MATERIALS PROVIDED >>
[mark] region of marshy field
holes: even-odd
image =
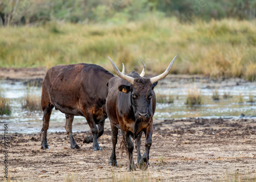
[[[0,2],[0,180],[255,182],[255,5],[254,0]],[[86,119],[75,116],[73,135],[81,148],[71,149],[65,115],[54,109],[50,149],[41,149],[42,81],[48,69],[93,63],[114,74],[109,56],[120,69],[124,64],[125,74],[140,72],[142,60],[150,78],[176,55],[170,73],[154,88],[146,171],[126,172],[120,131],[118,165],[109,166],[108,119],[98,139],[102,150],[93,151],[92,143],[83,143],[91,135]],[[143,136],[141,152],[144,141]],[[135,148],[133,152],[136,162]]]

---

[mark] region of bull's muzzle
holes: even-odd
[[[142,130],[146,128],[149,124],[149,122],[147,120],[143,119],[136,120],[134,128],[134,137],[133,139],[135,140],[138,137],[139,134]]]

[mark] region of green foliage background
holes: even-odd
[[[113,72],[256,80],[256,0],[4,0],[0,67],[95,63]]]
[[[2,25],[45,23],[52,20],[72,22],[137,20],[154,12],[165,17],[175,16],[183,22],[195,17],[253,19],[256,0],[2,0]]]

WRITTEN TASK >> Gather every line of the records that contains the string "mark" and copy each one out. Case counts when matching.

SOLUTION FOR THIS TASK >>
[mark] region of marshy field
[mark] region of bull's muzzle
[mark] region of green foliage background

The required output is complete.